## [Instructions to follow]
Could you set down all of the data again, exactly as it stands?

Stored dataset items:
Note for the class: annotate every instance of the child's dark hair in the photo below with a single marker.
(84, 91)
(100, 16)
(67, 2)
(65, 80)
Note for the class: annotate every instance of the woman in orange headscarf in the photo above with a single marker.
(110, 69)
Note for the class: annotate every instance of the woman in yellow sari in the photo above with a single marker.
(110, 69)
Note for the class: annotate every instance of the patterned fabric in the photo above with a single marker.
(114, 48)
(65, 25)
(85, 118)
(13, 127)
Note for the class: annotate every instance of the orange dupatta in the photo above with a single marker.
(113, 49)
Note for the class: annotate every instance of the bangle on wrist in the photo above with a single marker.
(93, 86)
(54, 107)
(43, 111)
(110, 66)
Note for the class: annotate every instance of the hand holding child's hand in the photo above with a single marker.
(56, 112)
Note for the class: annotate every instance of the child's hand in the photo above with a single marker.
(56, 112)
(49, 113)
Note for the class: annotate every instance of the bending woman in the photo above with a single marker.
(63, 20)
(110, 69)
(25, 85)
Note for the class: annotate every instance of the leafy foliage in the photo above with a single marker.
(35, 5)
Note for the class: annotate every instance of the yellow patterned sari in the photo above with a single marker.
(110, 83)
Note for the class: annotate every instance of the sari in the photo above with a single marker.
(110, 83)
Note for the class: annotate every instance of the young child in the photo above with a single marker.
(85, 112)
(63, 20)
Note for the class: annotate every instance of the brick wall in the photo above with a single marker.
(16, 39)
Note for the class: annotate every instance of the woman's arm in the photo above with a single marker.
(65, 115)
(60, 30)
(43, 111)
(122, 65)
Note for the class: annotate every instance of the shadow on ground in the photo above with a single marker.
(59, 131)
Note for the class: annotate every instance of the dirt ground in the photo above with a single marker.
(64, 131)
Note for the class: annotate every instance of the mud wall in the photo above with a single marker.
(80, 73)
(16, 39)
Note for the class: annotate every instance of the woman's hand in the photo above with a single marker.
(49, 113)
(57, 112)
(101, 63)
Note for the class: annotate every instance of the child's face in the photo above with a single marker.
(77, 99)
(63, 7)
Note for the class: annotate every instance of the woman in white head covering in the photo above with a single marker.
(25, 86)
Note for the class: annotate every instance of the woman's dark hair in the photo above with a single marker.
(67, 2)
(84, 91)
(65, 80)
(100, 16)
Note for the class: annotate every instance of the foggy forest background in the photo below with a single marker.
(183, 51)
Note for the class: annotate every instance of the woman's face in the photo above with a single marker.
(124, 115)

## [Problem solution]
Note for the class: annotate every instance of the child's dark hair in the photo below with a single marker.
(84, 91)
(100, 16)
(67, 2)
(65, 80)
Note for the class: annotate every instance of the woman in orange headscarf in the photo above with a single marker.
(110, 69)
Note for the class: annotate every instance of the woman in yellow sari in the photo above with a single marker.
(110, 69)
Note for the class: annotate every instance of the patterned fabric in the photo above with a single marker.
(114, 48)
(65, 25)
(85, 118)
(13, 127)
Note for the class: annotate every instance of the orange dupatta in the photo above with a single marker.
(113, 49)
Note for the class: annotate every instance of the bangle on wrist in the photo above with a single marker.
(93, 86)
(54, 107)
(43, 111)
(110, 66)
Note for the class: annotate every instance of the hand holding child's hand in the photo above with a single marker.
(56, 112)
Note for the class: annotate every instance of the child's hand in the photo above with a single marker.
(56, 112)
(49, 113)
Note for the class: annotate every instance of the bending woman in the photo above with a single marker.
(63, 20)
(110, 69)
(25, 85)
Note for the class: annotate every instance of the leafy foliage in the photo above with a single marker.
(35, 5)
Note for the class: annotate every instance of the yellow patterned sari in the photo above with a single marker.
(110, 83)
Note for the class: annotate every instance of the sari in the photo above with a single marker.
(110, 83)
Note for the class: annotate every instance of the young child in the photo above with a single marker.
(85, 112)
(63, 20)
Note for the class: annotate every instance of the brick wall in the photo above with a single marker.
(16, 39)
Note for the class: annotate every instance of the woman's arm in the photo above with a single marker.
(65, 115)
(60, 30)
(43, 111)
(122, 65)
Note for the class: annotate every instance of the shadow on ground in the photo above with a single marker.
(59, 131)
Note for the class: annotate every instance of the dirt ground in the photo above with a single marker.
(64, 131)
Note for the class: annotate every instance of the mud wall in the photo above with a single marker.
(80, 73)
(16, 39)
Note for the class: annotate every instance of the woman's hand in the photo above with a single marker.
(49, 113)
(57, 112)
(101, 63)
Note for the class: annotate every instance of the child's face in the photo above with a single marker.
(77, 99)
(63, 7)
Note for the class: annotate every instance of the woman in white head covering in the photo above with a single marker.
(25, 86)
Note for the class: annotate every instance of the woman's dark hair in the photo above with a single marker.
(67, 2)
(84, 91)
(65, 80)
(100, 16)
Note for the class: annotate every instance of the foggy forest background in the photo below with a single marker.
(183, 51)
Note for the class: annotate every instance of the woman's face in the photo above with a single marker.
(124, 115)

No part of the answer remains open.